**Texto do documento**
——————

A narrativa então corta pra um bar em Akiva onde somos apresentados ao antigo agente de lealdade imperial Sinjir Rath Velus, um dos personagens mais interessantes da trama, particularmente, meu favorito. Seu estilo lembra um pouco Han Solo mas muito mais ambíguo, em nenhum momento temos certeza de seus objetivos mas ainda assim, queremos saber o que vai acontecer com ele. Terá ele se arrependido do passado imperial? Estaria ele protegendo apenas a própria pele? Essa ambiguidade moral o torna profundo e o fato de ser carismático como um Han Solo faz com que ele seja um dos melhores personagens da trama. Enquanto isso a reunião imperial começa e somos apresentados à caçadora de recompensas Jas Emari, uma zabrak em busca da recompensa dada pela Nova República por membros da reunião imperial em andamento. Jas é uma personagem fria e que visa cumprir os contratos no melhor estilo Mandaloriano de se cumprir um contrato, antes pro Império, agora pra Nova República.

Norra, Sinjir e Jas, todos estiveram presentes na batalha de Endor em diferentes situações: Norra pilotando uma das Y-Wing que entraram na segunda Estrela da Morte, Jas em busca da recompensa pela rebelde Leia e Sinjir tentando salvar sua própria pele em meio a todo conflito. Essa relação entre personagens no passado ajuda a reforçar o relacionamento forjado pelo improvável grupo formado por eles e a dupla, Temmin e o Senhor Ossudo. A melhor comparação que o leitor pode ter em mente é com o grupo de rejeitados de outro filme da Disney, Os Guardiões da Galáxia. Ao contrário dos heróis Luke, Leia, Han e Chewie, aqui temos uma mãe e um filho que não se entendem, um desertor e uma caçadora de recompensas e é dessa reunião improvável que temos uma grande aventura.

Marcas da Guerra é um excelente romance no novo Universo Expandido de Star Wars e que traz muito que está por vir não apenas nos próximos volumes em 2016 e 2017 mas também como em todo novo cânone. A narrativa é bem amarrada e traz grandes referências ao universo de Stars Wars, tantas que recomendo o leitor acompanhar a leitura junto do Google ou mesmo da Wookieepedia, a Wiki de Star Wars. São várias as raças, planetas e personagens mencionados no livro e todos fazem referência a algo que já apareceu nos filmes ou no novo Universo Expandido da saga. Existem até referências à extinta Lucas Arts quando o barman da Cantina Alcazar oferece Grog pra Sinjir, a bebida tomada pelos piratas da série de jogos Monkey Island. Marcas da Guerra inicia a Jornada para O Despertar da Força com todos os méritos, pode não ter o impacto que a Trilogia Thrawn teve em seu tempo mas também não se podem comparar os contextos, a Trilogia de Timothy Zahn era a única sequência que os fãs tinham pra saga e agora, a Trilogia Aftermath faz parte de todo um projeto multimídia que levará aos novos filmes da saga, algo que Marcas da Guerra cumpre com todo o louvor. Parabéns e obrigado à Editora Aleph que uma vez mais contempla os fãs com mais uma bela edição de Star Wars!

——————

**Tarefa breve A**
Como fica, em forma de lista, o parágrafo da resenha de Marcas da Guerra que começa com "Norra, Sinjir e Jas", mantendo os fatos principais?
**Tarefa breve B**
Pode transcrever da resenha de Marcas da Guerra tudo o que vai de "Norra, Sinjir e" até "uma grande aventura."?
**Tarefa breve C**
Pode retomar a resenha de Marcas da Guerra, continuando-a a partir do ponto em que ela para?

(Trechos de dados de apontamento)

——————

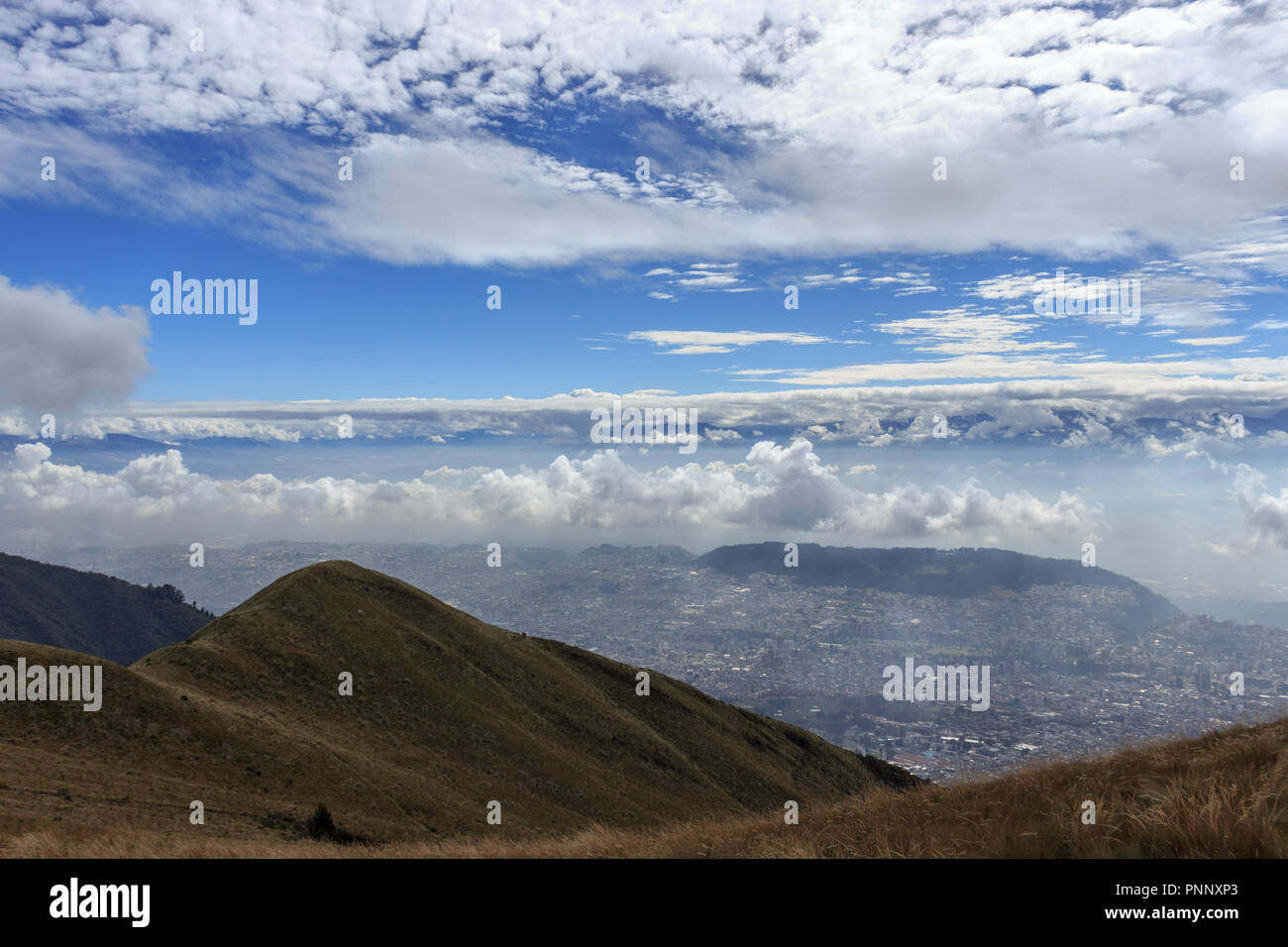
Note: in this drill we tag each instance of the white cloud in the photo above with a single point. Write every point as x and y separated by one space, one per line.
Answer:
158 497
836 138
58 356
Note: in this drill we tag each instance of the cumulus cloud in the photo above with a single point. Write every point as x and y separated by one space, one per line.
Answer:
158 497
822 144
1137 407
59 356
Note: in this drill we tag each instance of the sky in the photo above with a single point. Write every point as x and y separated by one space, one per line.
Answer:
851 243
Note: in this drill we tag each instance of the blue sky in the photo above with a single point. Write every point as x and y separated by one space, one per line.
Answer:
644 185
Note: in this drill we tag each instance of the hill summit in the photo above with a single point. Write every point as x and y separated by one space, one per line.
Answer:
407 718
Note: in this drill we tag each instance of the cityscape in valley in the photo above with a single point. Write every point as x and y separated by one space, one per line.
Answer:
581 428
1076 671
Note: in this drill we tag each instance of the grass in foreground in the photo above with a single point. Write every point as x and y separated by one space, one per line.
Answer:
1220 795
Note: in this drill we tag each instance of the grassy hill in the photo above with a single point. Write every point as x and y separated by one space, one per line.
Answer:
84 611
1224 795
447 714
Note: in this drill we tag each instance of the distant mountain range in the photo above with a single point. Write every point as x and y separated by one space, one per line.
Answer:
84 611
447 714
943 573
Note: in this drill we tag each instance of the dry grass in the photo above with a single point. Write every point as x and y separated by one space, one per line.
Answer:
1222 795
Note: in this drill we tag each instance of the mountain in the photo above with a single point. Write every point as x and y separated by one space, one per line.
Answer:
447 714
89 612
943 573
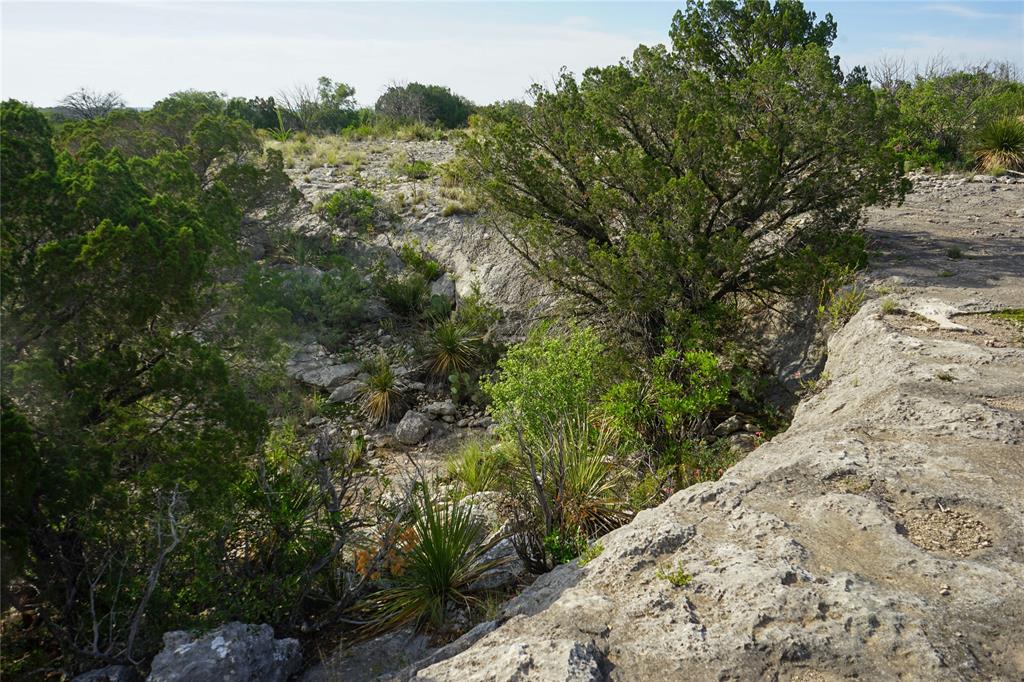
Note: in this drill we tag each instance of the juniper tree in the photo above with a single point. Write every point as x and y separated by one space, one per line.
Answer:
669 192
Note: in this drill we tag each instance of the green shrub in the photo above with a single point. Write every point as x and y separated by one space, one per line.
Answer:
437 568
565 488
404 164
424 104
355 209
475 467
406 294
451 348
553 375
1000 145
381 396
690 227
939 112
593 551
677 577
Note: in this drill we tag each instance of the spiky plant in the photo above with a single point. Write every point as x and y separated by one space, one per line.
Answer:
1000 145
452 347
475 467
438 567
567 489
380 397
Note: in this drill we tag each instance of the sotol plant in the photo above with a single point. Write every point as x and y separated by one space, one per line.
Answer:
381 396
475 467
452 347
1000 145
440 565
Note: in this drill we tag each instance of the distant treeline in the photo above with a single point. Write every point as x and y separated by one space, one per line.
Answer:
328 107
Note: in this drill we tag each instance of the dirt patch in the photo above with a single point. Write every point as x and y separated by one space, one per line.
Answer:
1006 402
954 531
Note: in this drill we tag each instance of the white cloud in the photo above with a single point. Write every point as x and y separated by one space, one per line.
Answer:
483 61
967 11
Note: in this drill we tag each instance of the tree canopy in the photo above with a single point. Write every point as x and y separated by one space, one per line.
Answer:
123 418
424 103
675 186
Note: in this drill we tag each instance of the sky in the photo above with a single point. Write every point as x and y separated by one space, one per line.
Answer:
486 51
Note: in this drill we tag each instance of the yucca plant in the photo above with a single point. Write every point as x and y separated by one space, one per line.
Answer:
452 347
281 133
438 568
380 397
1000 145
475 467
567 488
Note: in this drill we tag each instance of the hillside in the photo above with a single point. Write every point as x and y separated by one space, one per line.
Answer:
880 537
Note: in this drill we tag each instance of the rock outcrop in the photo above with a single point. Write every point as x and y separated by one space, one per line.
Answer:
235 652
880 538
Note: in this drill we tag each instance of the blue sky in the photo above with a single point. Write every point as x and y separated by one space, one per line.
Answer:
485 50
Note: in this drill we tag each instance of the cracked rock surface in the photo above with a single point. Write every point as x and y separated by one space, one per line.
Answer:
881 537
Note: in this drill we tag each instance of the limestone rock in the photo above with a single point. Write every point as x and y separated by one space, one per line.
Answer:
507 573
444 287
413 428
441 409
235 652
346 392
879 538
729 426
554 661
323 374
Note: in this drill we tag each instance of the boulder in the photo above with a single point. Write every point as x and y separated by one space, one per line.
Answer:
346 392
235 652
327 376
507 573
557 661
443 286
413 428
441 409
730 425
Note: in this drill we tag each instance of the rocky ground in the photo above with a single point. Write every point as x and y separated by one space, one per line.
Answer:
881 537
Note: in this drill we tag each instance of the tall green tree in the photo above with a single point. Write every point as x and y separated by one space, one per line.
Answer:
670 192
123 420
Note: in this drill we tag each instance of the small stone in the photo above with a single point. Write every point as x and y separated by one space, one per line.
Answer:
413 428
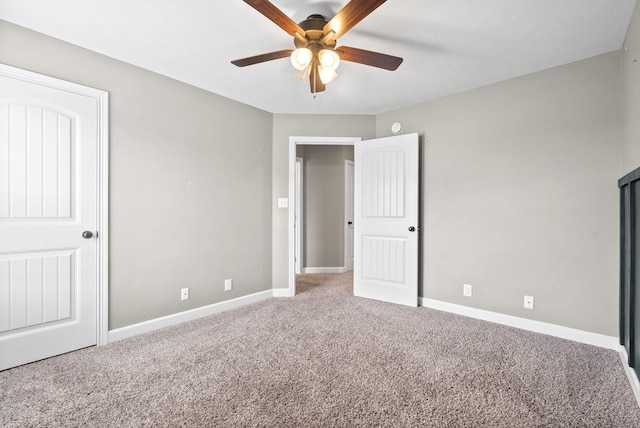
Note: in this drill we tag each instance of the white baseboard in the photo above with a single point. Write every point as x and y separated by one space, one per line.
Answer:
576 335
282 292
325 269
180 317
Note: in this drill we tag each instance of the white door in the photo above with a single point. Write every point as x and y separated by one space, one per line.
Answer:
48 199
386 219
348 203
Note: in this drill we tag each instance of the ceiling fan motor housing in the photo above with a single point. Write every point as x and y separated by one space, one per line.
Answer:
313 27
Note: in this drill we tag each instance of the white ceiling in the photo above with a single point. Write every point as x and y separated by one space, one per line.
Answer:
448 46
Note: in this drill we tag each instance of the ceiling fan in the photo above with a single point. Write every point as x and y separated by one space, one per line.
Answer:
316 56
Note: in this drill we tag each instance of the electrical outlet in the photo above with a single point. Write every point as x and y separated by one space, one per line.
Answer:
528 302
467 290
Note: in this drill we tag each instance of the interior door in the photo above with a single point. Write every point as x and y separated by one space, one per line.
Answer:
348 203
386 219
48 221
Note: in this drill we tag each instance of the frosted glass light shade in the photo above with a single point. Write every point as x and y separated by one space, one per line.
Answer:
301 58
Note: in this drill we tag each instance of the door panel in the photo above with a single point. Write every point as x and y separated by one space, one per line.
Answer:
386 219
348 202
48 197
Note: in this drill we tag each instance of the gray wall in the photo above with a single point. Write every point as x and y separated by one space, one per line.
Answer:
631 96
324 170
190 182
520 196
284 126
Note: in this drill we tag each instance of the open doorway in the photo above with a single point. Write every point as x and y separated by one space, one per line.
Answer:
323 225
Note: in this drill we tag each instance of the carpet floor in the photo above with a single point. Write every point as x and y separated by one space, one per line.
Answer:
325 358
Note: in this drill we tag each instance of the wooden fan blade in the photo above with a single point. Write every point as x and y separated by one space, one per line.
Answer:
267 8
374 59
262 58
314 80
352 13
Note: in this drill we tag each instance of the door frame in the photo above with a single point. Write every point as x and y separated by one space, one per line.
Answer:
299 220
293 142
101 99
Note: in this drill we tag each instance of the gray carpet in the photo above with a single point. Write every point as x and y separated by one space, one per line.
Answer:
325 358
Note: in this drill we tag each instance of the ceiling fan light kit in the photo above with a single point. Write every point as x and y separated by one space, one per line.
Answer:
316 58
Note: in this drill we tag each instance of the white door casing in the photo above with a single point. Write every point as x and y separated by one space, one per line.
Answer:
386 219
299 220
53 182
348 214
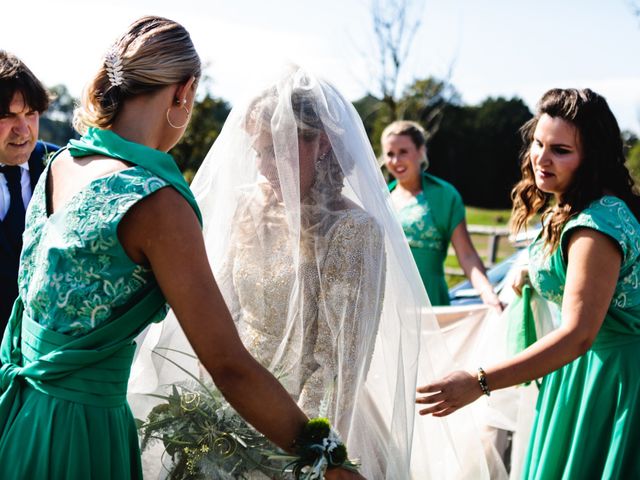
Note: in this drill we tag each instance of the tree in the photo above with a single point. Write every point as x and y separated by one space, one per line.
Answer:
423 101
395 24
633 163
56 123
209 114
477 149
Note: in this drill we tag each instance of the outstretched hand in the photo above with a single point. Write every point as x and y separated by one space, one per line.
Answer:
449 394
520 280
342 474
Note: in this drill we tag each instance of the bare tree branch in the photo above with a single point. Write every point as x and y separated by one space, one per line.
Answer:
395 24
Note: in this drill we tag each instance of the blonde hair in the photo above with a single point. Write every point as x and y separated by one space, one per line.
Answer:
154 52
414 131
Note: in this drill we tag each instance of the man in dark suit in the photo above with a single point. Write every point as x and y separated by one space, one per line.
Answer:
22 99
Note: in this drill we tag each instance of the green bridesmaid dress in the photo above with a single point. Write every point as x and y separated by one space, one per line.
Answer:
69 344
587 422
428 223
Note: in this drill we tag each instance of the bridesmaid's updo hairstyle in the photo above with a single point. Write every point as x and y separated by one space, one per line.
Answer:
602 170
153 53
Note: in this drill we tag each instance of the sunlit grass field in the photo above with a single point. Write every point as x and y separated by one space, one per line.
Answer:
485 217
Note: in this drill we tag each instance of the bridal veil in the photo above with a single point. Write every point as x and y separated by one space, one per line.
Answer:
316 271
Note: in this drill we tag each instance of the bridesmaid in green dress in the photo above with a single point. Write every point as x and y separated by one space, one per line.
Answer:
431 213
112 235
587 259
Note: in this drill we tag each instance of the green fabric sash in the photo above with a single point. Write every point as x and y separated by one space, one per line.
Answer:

——————

**Resultado do exercício A**
- Norra, Sinjir e Jas estiveram na batalha de Endor em situações diferentes:
  - Norra pilotava um dos Y-Wing que entraram na segunda Estrela da Morte.
  - Jas buscava a recompensa pela rebelde Leia.
  - Sinjir tentava salvar a própria pele no meio do conflito.
- Esse passado em comum reforça a relação do grupo improvável que os três formam com a dupla Temmin e o Senhor Ossudo.
- A melhor comparação é com o grupo de rejeitados de outro filme da Disney, Os Guardiões da Galáxia.
- Em vez de Luke, Leia, Han e Chewie, o grupo reúne uma mãe e um filho que não se entendem, um desertor e uma caçadora de recompensas.
- Dessa reunião improvável surge uma grande aventura.

**Resultado do exercício B**
Norra, Sinjir e Jas, todos estiveram presentes na batalha de Endor em diferentes situações: Norra pilotando uma das Y-Wing que entraram na segunda Estrela da Morte, Jas em busca da recompensa pela rebelde Leia e Sinjir tentando salvar sua própria pele em meio a todo conflito. Essa relação entre personagens no passado ajuda a reforçar o relacionamento forjado pelo improvável grupo formado por eles e a dupla, Temmin e o Senhor Ossudo. A melhor comparação que o leitor pode ter em mente é com o grupo de rejeitados de outro filme da Disney, Os Guardiões da Galáxia. Ao contrário dos heróis Luke, Leia, Han e Chewie, aqui temos uma mãe e um filho que não se entendem, um desertor e uma caçadora de recompensas e é dessa reunião improvável que temos uma grande aventura.

**Resultado do exercício C**
---------------------------------------- P O L Ê M I C A S ----------------------------------------



Marcas da Guerra de Chuck Wendig é um romance feito por encomenda como muitos outros que abordam universos expandidos de séries, filmes e games. Esses romances são concebidos dentro de fórmulas que muitas vezes vem atreladas a franquias e demandas puramente comerciais. Fosse Chuck Wendig ou William Gibson o autor e o padrão a ser seguido e o tom da trama seriam os mesmos, independente da capacidade do autor. Antes de ler Marcas da Guerra me deparei com uma enxurrada de críticas ao tom do romance na internet, a maioria sem um sentido comum, alguns se queixando do texto, outros do desenvolvimento dos personagens e alguns até criticando a forma com que o autor usa as raças alienígenas, locais e até os idiomas, supostamente fora de contexto.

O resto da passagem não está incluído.